(Photo object pointing records)
____
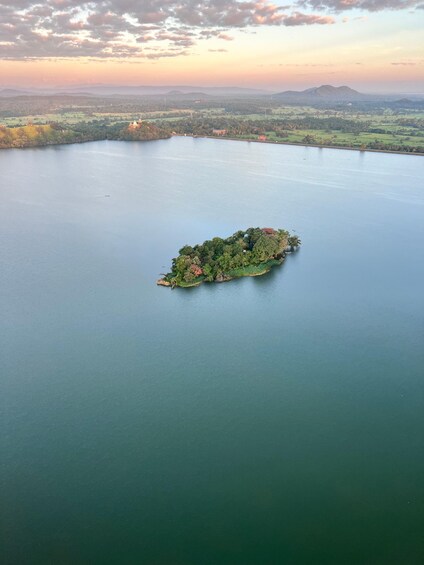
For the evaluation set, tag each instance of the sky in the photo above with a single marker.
(371, 45)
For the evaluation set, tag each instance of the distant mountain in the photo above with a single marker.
(322, 93)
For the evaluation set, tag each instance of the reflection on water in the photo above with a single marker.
(266, 420)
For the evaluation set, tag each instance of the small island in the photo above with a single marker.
(244, 254)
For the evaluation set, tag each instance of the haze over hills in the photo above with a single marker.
(324, 92)
(142, 90)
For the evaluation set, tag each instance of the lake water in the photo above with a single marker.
(269, 420)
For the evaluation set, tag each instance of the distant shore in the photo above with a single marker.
(417, 153)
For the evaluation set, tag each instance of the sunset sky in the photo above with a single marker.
(371, 45)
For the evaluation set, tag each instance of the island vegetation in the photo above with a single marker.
(246, 253)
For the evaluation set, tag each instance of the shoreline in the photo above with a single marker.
(345, 148)
(341, 147)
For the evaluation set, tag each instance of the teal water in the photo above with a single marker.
(270, 420)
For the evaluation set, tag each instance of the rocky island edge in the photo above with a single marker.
(246, 253)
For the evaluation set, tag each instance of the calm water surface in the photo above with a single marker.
(270, 420)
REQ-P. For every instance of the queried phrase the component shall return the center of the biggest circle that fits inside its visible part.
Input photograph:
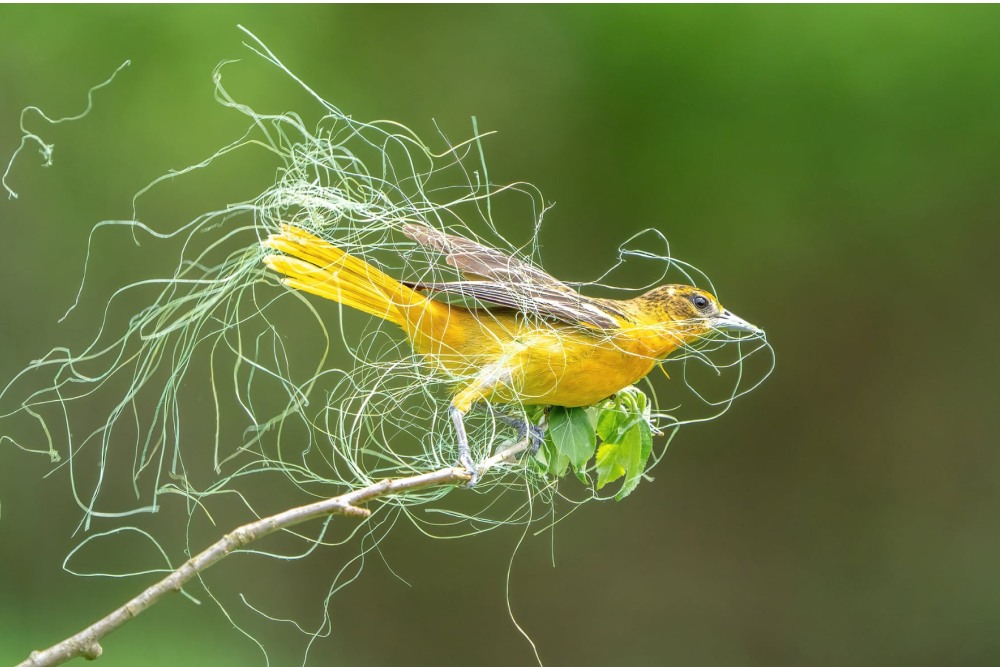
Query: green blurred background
(835, 170)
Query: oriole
(538, 341)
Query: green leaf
(609, 464)
(627, 441)
(573, 438)
(644, 433)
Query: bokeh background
(836, 172)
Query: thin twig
(86, 644)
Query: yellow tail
(313, 265)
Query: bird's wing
(511, 282)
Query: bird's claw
(465, 461)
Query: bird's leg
(464, 453)
(480, 389)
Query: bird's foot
(465, 461)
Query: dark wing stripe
(479, 260)
(511, 282)
(539, 301)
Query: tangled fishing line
(282, 408)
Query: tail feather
(311, 264)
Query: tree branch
(86, 644)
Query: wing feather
(511, 282)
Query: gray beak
(730, 322)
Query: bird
(529, 339)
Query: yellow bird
(539, 343)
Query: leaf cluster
(613, 439)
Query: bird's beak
(730, 322)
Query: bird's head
(688, 311)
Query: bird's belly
(574, 375)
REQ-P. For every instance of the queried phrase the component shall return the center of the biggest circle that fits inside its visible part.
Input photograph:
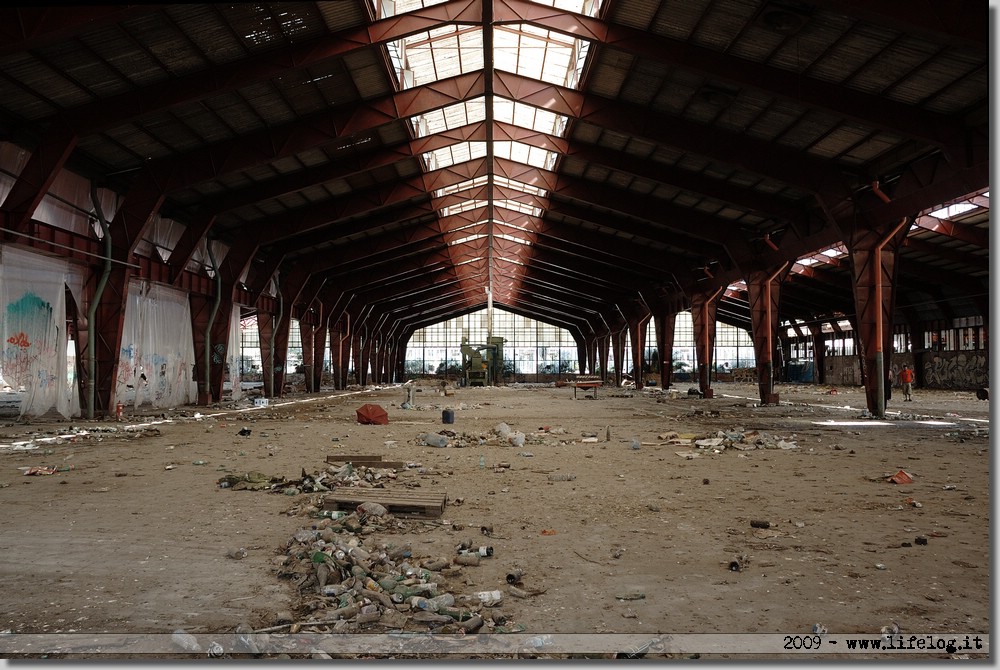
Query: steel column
(763, 287)
(664, 322)
(873, 250)
(704, 307)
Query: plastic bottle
(490, 598)
(437, 602)
(435, 440)
(185, 640)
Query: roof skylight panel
(523, 153)
(457, 153)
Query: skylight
(522, 49)
(952, 211)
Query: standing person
(906, 379)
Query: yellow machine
(482, 364)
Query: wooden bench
(399, 503)
(586, 385)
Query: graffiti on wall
(958, 371)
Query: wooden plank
(400, 503)
(367, 461)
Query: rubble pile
(742, 440)
(347, 475)
(350, 582)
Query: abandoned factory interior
(496, 329)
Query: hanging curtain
(156, 361)
(233, 353)
(38, 358)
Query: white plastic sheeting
(233, 353)
(35, 354)
(156, 360)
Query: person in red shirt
(906, 379)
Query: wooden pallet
(399, 503)
(367, 461)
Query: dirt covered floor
(629, 513)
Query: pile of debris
(334, 476)
(742, 440)
(348, 582)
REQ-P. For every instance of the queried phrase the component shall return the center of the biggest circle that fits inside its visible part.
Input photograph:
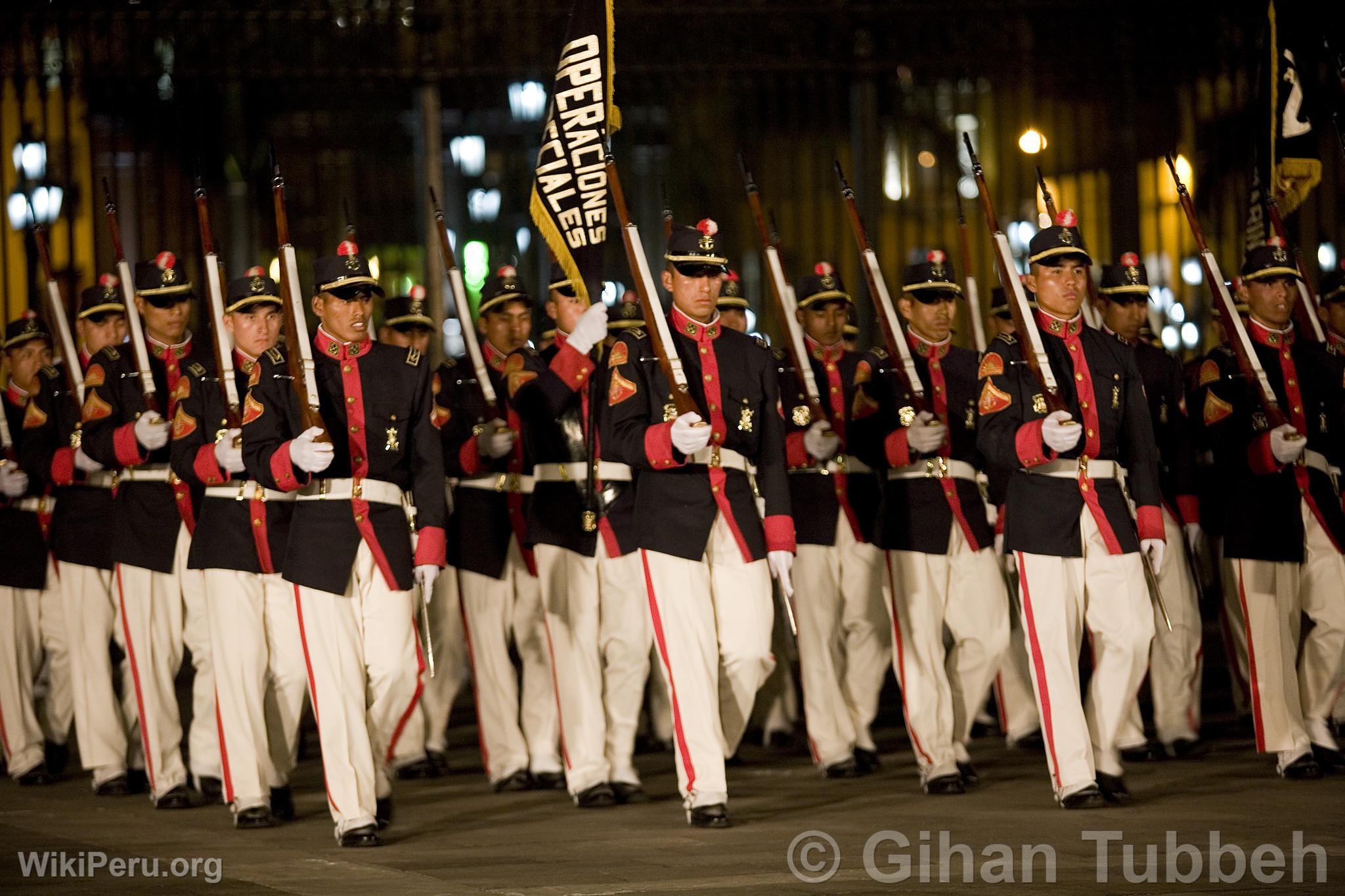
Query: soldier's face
(256, 328)
(825, 323)
(345, 319)
(1060, 286)
(697, 295)
(1270, 301)
(110, 330)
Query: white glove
(926, 435)
(426, 575)
(780, 563)
(311, 456)
(688, 437)
(85, 463)
(151, 430)
(1155, 548)
(591, 330)
(227, 456)
(496, 440)
(821, 442)
(1057, 435)
(14, 482)
(1285, 449)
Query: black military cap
(931, 280)
(731, 293)
(102, 297)
(693, 250)
(1059, 241)
(345, 274)
(408, 310)
(822, 285)
(250, 289)
(163, 282)
(24, 330)
(1126, 281)
(503, 288)
(1269, 261)
(626, 313)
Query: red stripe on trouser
(900, 658)
(1039, 666)
(313, 692)
(420, 688)
(1251, 662)
(135, 677)
(667, 664)
(471, 658)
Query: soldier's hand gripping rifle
(299, 359)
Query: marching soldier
(160, 599)
(1067, 519)
(1174, 667)
(240, 545)
(591, 580)
(844, 643)
(1282, 558)
(940, 562)
(489, 547)
(357, 572)
(708, 555)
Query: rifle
(215, 293)
(892, 332)
(1305, 309)
(978, 328)
(1024, 320)
(785, 303)
(299, 359)
(128, 296)
(1234, 331)
(661, 336)
(1090, 308)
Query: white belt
(935, 468)
(839, 464)
(577, 472)
(372, 490)
(716, 456)
(248, 489)
(512, 482)
(1074, 468)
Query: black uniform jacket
(147, 515)
(1101, 387)
(821, 496)
(242, 531)
(1308, 385)
(917, 515)
(376, 405)
(734, 381)
(557, 393)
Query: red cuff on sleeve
(1030, 449)
(1259, 456)
(208, 468)
(470, 458)
(898, 448)
(64, 467)
(283, 469)
(779, 532)
(431, 547)
(1149, 522)
(125, 446)
(658, 446)
(794, 452)
(1188, 507)
(572, 367)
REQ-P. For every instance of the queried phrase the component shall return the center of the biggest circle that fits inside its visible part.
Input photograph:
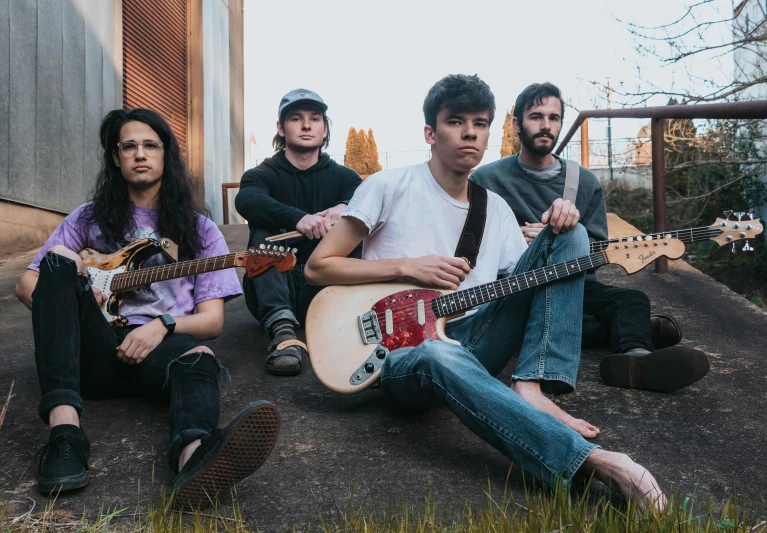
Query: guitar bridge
(370, 330)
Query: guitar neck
(687, 236)
(463, 300)
(144, 276)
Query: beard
(529, 142)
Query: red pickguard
(404, 306)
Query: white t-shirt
(409, 215)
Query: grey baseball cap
(300, 96)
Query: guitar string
(702, 232)
(139, 277)
(497, 286)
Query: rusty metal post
(225, 197)
(585, 143)
(659, 184)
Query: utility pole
(608, 90)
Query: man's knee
(199, 349)
(632, 297)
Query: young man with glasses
(143, 190)
(298, 188)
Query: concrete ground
(706, 440)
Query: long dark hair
(178, 207)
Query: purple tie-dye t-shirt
(177, 297)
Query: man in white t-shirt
(409, 221)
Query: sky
(373, 62)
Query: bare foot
(633, 480)
(530, 391)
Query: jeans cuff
(567, 384)
(179, 443)
(59, 397)
(578, 462)
(279, 314)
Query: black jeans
(75, 351)
(276, 295)
(615, 318)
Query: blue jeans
(544, 324)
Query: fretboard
(465, 299)
(144, 276)
(687, 236)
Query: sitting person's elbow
(311, 272)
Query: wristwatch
(168, 322)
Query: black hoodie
(275, 195)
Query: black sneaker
(666, 369)
(64, 460)
(664, 331)
(227, 456)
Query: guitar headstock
(257, 260)
(736, 230)
(635, 253)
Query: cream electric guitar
(119, 274)
(350, 329)
(722, 231)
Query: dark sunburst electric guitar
(119, 274)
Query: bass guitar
(723, 231)
(119, 274)
(350, 329)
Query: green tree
(510, 144)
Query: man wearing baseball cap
(299, 188)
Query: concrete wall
(60, 59)
(24, 228)
(636, 177)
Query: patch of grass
(541, 510)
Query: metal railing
(754, 109)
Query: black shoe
(662, 370)
(664, 331)
(285, 361)
(64, 460)
(227, 456)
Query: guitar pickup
(370, 329)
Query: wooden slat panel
(5, 87)
(73, 118)
(49, 89)
(155, 60)
(23, 104)
(108, 55)
(94, 103)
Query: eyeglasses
(130, 148)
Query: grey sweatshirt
(529, 196)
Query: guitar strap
(474, 227)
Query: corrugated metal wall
(155, 60)
(57, 59)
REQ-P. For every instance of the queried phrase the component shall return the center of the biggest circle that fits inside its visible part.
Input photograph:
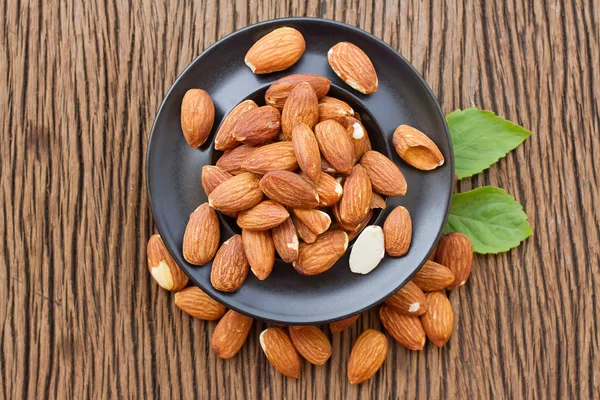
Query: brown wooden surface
(80, 316)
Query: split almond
(197, 116)
(163, 268)
(280, 351)
(398, 232)
(230, 334)
(279, 90)
(367, 356)
(311, 343)
(456, 252)
(230, 266)
(405, 329)
(354, 67)
(201, 237)
(194, 301)
(224, 139)
(439, 318)
(276, 51)
(236, 194)
(385, 176)
(286, 241)
(301, 106)
(414, 147)
(318, 257)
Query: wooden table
(80, 315)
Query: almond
(279, 90)
(197, 116)
(307, 151)
(289, 189)
(318, 257)
(260, 252)
(367, 356)
(213, 176)
(398, 232)
(230, 266)
(258, 126)
(194, 301)
(433, 276)
(354, 67)
(201, 237)
(385, 176)
(316, 220)
(280, 351)
(439, 318)
(274, 156)
(332, 108)
(405, 329)
(302, 106)
(230, 334)
(236, 194)
(231, 161)
(285, 240)
(356, 200)
(163, 268)
(338, 326)
(224, 139)
(409, 300)
(335, 145)
(311, 343)
(304, 232)
(414, 147)
(276, 51)
(456, 252)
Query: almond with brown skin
(230, 334)
(307, 151)
(280, 351)
(311, 343)
(368, 354)
(286, 241)
(194, 301)
(289, 189)
(405, 329)
(409, 300)
(197, 116)
(302, 106)
(260, 252)
(258, 126)
(224, 139)
(414, 147)
(439, 318)
(271, 157)
(230, 266)
(279, 90)
(356, 200)
(397, 229)
(385, 176)
(335, 145)
(433, 276)
(456, 252)
(231, 161)
(201, 237)
(318, 257)
(162, 267)
(276, 51)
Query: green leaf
(480, 138)
(490, 217)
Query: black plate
(175, 190)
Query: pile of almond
(300, 178)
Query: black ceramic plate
(175, 190)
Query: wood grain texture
(81, 317)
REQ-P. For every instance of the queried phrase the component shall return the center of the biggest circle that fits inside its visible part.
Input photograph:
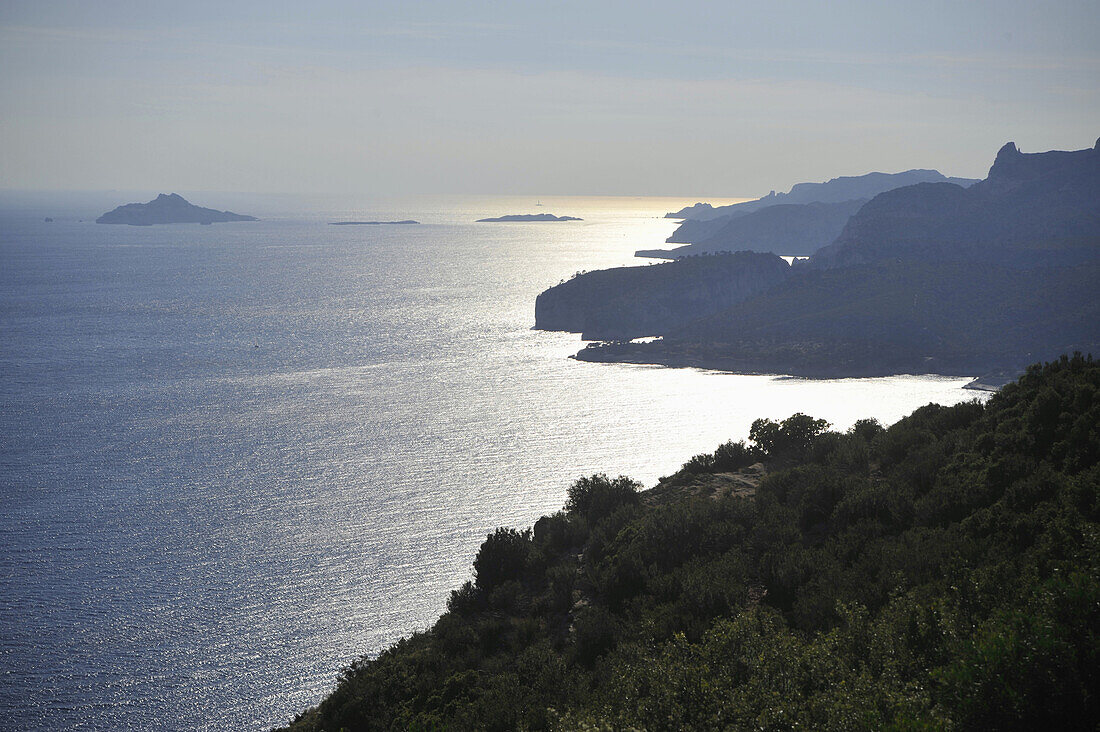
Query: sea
____
## Exercise task
Without any pictures, reproduce exactly the lines from the line that contains "Query: almond with brown skin" to the end of the entries above, both ends included.

## Solution to the problem
Query: almond with brown skin
(230, 334)
(307, 151)
(280, 351)
(311, 343)
(368, 354)
(286, 241)
(194, 301)
(289, 189)
(405, 329)
(409, 300)
(197, 116)
(302, 106)
(260, 252)
(258, 126)
(224, 139)
(414, 147)
(439, 318)
(271, 157)
(230, 266)
(279, 90)
(356, 200)
(397, 229)
(385, 176)
(335, 145)
(433, 276)
(456, 252)
(231, 161)
(201, 237)
(318, 257)
(162, 267)
(276, 51)
Query: green leaf
(480, 138)
(490, 217)
Query: black plate
(175, 190)
Query: pile of almond
(300, 178)
Query: black ceramic plate
(175, 190)
Query: wood grain texture
(81, 317)
REQ-P. For every instance of the queried phrase the component shall return the center of the biggest circle that fits inside its visible part.
Input photograph:
Query: sea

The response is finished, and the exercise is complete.